As a cloud architect, I’ve learned that your data is your responsibility, not your vendor’s. Providers will give you storage, compute, and managed services, but at the end of the day, it’s your job to make sure your data is protected, sovereign, and resilient.

That’s why I don’t trust a single vendor with my data, and you shouldn’t either.

Don’t Trust a Single Vendor with Your Data

The old 3-2-1 backup strategy, three copies, two formats, one offsite, still applies in the cloud era. Redundancy protects you from failure.

A backup is not “just a snapshot.” It’s a recording of your data at a certain point in time, an insurance policy against mistakes, corruption, or worse.

If you rely on a single provider, you’re putting your entire business at risk of one company’s outage, one change in terms of service, or one sudden price hike.

A second cloud provider isn’t a luxury, it’s a lifeline.

Data Sovereignty Matters

If there’s one thing we must emphasize, it’s data sovereignty. I prefer to store data in the country where you live. Why? Because you understand the rules there. You know how your government protects, or fails to protect, privacy. You know the regulations, the authorities, and the recourse you have if something goes wrong.

Sovereignty is not just about compliance, it’s about trust. Once your data crosses borders, it falls under foreign laws and foreign interests. That can expose you to risks you can neither predict nor control.

Here in Europe, and especially in the Netherlands, we value privacy and independence. We’ve built some of the strongest regulations in the world around protecting personal and business data. If you keep your data close to home, you benefit from those protections. If you send it abroad, you give them up.

And you may want to use the raw compute power of a hyperscaler. That’s fine. But when it comes to your data, think carefully about where it lives. Nothing stops you from running workloads in one place and keeping the actual data safe with a trusted provider closer to home.

Stated problem A: In the text on cloud data, what are the three parts of the old 3-2-1 backup strategy?

Provided records:
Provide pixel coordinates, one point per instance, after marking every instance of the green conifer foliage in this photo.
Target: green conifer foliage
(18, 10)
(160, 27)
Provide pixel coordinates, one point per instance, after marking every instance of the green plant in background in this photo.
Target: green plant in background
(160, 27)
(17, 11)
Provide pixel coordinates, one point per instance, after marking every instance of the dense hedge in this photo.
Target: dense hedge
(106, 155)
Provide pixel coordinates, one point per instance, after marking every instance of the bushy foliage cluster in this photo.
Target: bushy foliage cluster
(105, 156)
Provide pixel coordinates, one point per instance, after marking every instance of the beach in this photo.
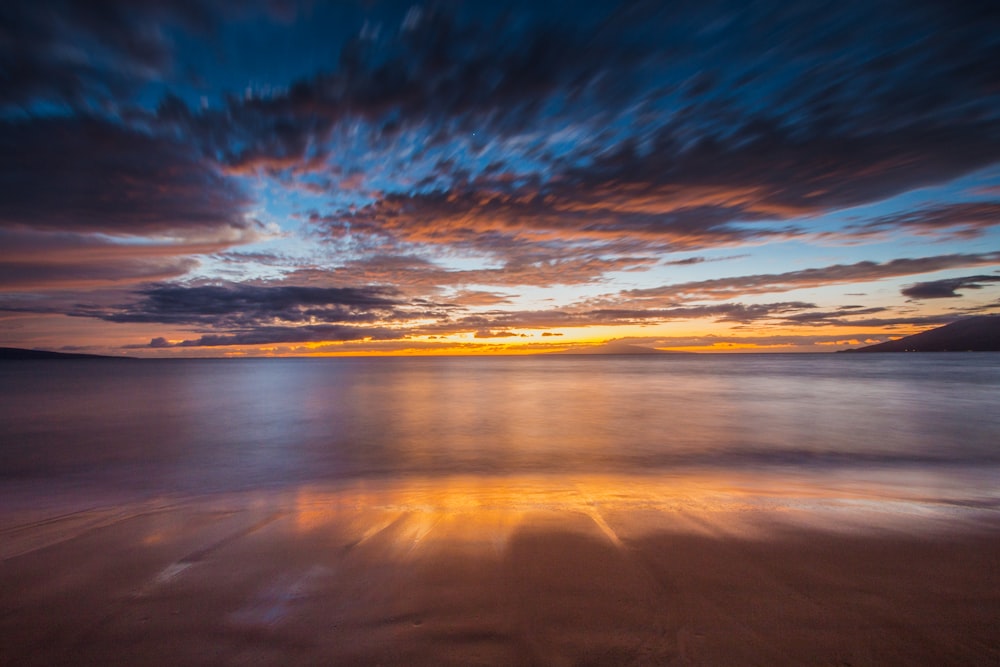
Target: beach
(646, 570)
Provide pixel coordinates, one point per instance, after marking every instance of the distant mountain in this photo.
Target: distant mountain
(9, 353)
(973, 334)
(616, 347)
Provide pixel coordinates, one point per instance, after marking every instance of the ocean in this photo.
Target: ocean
(921, 424)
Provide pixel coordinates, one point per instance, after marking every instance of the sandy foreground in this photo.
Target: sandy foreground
(503, 571)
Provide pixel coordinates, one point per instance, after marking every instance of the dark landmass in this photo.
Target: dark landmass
(615, 347)
(12, 353)
(974, 334)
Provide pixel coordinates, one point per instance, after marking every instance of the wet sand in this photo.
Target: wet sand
(503, 571)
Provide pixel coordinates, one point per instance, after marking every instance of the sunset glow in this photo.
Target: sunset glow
(390, 178)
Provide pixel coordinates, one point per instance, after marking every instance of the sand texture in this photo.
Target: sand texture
(502, 572)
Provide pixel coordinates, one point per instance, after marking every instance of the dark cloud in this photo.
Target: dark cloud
(310, 333)
(961, 220)
(98, 55)
(85, 174)
(724, 288)
(250, 306)
(947, 288)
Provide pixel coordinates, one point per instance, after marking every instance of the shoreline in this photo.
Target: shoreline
(505, 571)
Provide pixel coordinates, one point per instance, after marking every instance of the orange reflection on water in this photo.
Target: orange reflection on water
(485, 513)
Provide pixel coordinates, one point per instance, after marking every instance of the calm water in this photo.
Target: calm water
(212, 425)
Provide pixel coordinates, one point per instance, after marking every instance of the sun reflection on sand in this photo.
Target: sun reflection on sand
(485, 512)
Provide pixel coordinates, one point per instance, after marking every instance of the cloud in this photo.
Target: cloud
(242, 306)
(725, 288)
(88, 175)
(965, 220)
(275, 335)
(947, 288)
(37, 260)
(92, 56)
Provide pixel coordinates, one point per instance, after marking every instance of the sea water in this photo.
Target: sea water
(926, 422)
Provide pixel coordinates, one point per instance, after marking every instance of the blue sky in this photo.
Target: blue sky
(247, 178)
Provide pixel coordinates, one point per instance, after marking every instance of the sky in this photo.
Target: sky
(267, 178)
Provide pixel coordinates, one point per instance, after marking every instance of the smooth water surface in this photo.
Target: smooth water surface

Stated problem B: In the records, start at the line that contains "on water in this photo." and go through the last line of the records. Rename "calm water" to "still water" and give back only those lines, with nothing else changed.

Written answer A: Three copies, two formats, and one offsite.

Written answer B:
Provide pixel coordinates, one point per instance, after marking every instance of the orange reflection on water in this photo.
Target: orange reflection on water
(485, 513)
Provide pixel coordinates, one point per instance, after marking every instance of the still water in this photo.
Target: still water
(212, 425)
Provide pixel coordinates, one point per instance, after marking every instance of the sun reflection on sand in this photo.
Target: sun reflection on sand
(485, 512)
Provide pixel coordinates, one point per instance, after marking every instance of the cloud in this photo.
Target: cloud
(242, 306)
(725, 288)
(88, 175)
(965, 220)
(275, 335)
(947, 288)
(37, 260)
(92, 56)
Provide pixel coordinates, one point per instance, after marking every instance of the sea water in this photo.
Target: sea water
(926, 422)
Provide pixel coordinates, one point per instance, after marking every instance of the blue sky in this photo.
Target: blue sky
(247, 178)
Provide pixel coordinates, one point per instance, after marking every instance of the sky in this photo.
Target: sky
(267, 178)
Provide pixel coordinates, one point per instance, after marking every instance of the smooth water surface in this photo.
Target: smooth water surface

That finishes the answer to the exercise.